Short problem A:
In the Flyte thread, give the stretch from "# flyte-support" through "the provided client." again, substituting "event listener" for "webhook".
Short problem B:
In the Flyte thread, which variant of Flyte partially supports triggering workflows from external events?

═════ Text section ═════

Hey folks! We have a use cases to trigger Flyte wo...
# flyte-support
c
Hey folks! We have a use cases to trigger Flyte workflows when some external dependency is ready, for example, a Iceberg/Parquet dataset was updated or there's a new event. Is there a way to configure Flyte's scheduler to listen to these events? From the docs, it looks like this use case not supported atm.
t
this is not currently possible in the general case. this is partially supported in the Union deployed variant of flyte but not the oss platform by itself.
the reason for this though is mostly because this is largely an orthogonal exercise… what you’re describing in the general case is a webhook interface, that can watch arbitrary files, and launch tasks & workflows as a result. the actual kicking off of a workflow is nothing more than a grpc call with the provided client.
the webhook system would need to offer a seamless way to customize the watching of files across any number of sources, handle long-lived authentication/authorization, etc.
to achieve what you want with the tools available today, I think you should look at https://docs.flyte.org/en/latest/deployment/agents/sensor.html#deployment-agent-setup-sensor
sensor tasks, if you follow them up with other tasks, are a way to respond to files and other resources landing
c
Thanks! The Sensor task seems to cover the use case. Curious, what's not supported yet?
t
i guess beyond the semantics of it… it’s not really reactive. that’s probably the best way to describe it
you, or a schedule, still have to kick off the workflow.
like it’s still a different paradigm from the fully-featured triggering/webhook system you might imagine
but again, it’s kinda hard to justify building that as a flyte thing
c
Is it fair to say that this seems very similar to Airflow? The DAG schedules the workflow and within the task users have specify the upstream task they want to depend on.
t
possibly? i mean it wasn’t copied from airflow, but if the semantics feel familiar then so much the better.
c
Fair. Would you know what will happen in this case: say a Flyte wf is scheduled to run every hour and it depends on some S3 file to be present. For whatever reason, the S3 file creation is delayed by 2 hours. 2 hours later, will there be 2 workflow instances running?
g
yup, you could create a custom sensor that watch those events. https://github.com/flyteorg/flytekit/blob/master/flytekit/sensor/file_sensor.py#L5-L14
👀 1
2 hours later, will there be 2 workflow instances running?
for now yes, but there is a RFC about execution concurrency that aims to address this issue. https://github.com/flyteorg/flyte/pull/5659/files
t
basically if you know how many files will land, or if there is a regular cadence, then you can use this approach.

═════ Extracted material ═════

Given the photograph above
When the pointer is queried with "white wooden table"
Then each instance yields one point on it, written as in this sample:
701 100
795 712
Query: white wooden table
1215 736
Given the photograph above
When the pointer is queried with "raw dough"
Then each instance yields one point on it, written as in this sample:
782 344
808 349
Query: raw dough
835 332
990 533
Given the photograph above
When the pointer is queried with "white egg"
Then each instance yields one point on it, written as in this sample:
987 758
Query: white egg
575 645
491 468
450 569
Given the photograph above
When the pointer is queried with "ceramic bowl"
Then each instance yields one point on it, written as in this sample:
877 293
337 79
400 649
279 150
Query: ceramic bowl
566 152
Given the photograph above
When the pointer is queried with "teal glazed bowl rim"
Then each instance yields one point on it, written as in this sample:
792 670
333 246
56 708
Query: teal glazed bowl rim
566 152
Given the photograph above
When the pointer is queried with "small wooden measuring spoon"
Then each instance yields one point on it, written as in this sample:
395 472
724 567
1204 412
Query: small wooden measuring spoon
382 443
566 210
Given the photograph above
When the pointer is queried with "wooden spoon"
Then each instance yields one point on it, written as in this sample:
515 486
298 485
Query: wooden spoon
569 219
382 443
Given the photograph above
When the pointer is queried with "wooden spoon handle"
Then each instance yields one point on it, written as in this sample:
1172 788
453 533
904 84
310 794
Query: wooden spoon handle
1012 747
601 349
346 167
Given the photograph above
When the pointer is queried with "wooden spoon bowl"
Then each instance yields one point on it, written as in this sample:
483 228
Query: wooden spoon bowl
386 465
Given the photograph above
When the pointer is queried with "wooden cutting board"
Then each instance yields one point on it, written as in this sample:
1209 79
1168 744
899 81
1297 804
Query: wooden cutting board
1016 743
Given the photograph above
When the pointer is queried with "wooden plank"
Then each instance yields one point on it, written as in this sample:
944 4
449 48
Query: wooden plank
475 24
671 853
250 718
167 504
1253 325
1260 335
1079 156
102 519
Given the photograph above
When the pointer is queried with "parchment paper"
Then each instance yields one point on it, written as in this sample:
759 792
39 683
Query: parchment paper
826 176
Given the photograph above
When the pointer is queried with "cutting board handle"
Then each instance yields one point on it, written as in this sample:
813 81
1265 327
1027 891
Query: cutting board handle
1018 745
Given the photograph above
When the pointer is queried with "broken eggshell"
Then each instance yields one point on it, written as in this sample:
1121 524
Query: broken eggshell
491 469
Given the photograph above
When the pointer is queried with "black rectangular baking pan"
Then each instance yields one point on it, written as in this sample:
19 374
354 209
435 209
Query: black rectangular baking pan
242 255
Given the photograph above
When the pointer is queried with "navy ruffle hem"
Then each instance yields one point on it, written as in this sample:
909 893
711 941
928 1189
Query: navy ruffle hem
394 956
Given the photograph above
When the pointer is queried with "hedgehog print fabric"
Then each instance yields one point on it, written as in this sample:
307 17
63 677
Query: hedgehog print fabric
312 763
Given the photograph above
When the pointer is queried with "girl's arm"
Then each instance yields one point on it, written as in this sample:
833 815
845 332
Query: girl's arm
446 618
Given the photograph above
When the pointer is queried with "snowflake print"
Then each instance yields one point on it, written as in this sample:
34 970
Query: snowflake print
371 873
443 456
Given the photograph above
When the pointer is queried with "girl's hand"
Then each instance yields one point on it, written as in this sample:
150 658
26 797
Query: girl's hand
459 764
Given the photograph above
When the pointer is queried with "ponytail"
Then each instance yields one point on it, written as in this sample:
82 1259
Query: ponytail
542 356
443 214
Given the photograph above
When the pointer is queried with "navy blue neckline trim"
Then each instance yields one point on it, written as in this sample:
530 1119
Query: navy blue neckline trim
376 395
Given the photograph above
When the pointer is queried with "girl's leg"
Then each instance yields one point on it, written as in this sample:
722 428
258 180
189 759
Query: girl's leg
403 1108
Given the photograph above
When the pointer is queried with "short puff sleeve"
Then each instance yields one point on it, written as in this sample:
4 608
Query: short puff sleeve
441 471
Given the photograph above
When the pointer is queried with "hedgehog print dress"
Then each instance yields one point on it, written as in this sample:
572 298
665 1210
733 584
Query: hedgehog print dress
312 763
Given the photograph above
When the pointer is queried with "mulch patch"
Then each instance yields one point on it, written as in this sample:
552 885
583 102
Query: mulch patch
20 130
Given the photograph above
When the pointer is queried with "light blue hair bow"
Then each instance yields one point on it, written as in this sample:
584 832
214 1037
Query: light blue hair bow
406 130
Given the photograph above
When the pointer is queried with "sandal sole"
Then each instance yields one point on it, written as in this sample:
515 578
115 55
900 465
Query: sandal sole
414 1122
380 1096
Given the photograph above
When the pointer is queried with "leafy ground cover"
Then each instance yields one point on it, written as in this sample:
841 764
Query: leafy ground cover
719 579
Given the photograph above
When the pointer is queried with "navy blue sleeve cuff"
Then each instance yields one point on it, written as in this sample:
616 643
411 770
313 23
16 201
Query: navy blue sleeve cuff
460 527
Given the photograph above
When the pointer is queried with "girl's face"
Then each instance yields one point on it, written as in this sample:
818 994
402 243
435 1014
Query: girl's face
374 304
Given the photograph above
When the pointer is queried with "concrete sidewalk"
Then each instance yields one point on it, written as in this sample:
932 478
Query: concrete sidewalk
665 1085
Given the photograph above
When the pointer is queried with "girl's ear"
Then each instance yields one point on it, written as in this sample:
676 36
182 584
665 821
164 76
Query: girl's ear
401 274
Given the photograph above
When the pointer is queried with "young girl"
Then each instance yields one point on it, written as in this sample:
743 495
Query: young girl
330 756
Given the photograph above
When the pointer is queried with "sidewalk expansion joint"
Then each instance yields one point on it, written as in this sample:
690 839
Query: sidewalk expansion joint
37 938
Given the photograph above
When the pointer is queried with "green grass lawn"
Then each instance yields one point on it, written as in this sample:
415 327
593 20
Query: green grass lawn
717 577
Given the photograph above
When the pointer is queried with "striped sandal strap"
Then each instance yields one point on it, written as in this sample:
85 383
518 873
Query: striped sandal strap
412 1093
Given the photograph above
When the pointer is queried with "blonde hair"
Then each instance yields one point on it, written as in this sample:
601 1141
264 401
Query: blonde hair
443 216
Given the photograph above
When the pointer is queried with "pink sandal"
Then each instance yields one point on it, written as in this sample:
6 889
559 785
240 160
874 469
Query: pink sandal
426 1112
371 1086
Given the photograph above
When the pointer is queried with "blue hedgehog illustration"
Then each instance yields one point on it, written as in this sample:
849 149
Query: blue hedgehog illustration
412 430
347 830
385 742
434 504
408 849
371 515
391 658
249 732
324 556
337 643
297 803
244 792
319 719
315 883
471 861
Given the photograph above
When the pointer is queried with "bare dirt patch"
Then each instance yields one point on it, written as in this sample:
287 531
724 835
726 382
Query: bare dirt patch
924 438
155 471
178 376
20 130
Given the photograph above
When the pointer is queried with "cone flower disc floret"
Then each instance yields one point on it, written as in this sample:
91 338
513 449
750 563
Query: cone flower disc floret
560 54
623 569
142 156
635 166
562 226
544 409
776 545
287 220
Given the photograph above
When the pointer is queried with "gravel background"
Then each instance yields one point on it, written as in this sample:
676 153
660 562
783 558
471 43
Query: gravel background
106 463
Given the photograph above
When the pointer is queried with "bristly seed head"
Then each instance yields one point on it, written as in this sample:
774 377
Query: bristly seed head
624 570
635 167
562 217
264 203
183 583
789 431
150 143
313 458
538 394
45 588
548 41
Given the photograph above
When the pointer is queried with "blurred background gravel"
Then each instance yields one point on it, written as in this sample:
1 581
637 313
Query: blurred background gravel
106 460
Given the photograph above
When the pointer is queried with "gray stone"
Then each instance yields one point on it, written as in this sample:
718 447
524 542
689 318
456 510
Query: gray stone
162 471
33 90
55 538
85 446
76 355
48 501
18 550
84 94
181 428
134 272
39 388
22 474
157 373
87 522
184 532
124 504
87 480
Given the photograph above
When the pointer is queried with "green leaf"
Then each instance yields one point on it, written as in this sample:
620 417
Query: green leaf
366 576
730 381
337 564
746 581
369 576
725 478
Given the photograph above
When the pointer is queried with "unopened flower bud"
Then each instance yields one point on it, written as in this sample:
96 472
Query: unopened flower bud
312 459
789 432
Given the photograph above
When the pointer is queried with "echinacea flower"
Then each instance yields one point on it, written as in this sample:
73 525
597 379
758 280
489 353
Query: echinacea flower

═════

Solution A:
# flyte-support
c
Hey folks! We have a use cases to trigger Flyte workflows when some external dependency is ready, for example, a Iceberg/Parquet dataset was updated or there's a new event. Is there a way to configure Flyte's scheduler to listen to these events? From the docs, it looks like this use case not supported atm.
t
this is not currently possible in the general case. this is partially supported in the Union deployed variant of flyte but not the oss platform by itself.
the reason for this though is mostly because this is largely an orthogonal exercise… what you’re describing in the general case is a event listener interface, that can watch arbitrary files, and launch tasks & workflows as a result. the actual kicking off of a workflow is nothing more than a grpc call with the provided client.

Solution B:
The Union deployed variant of Flyte.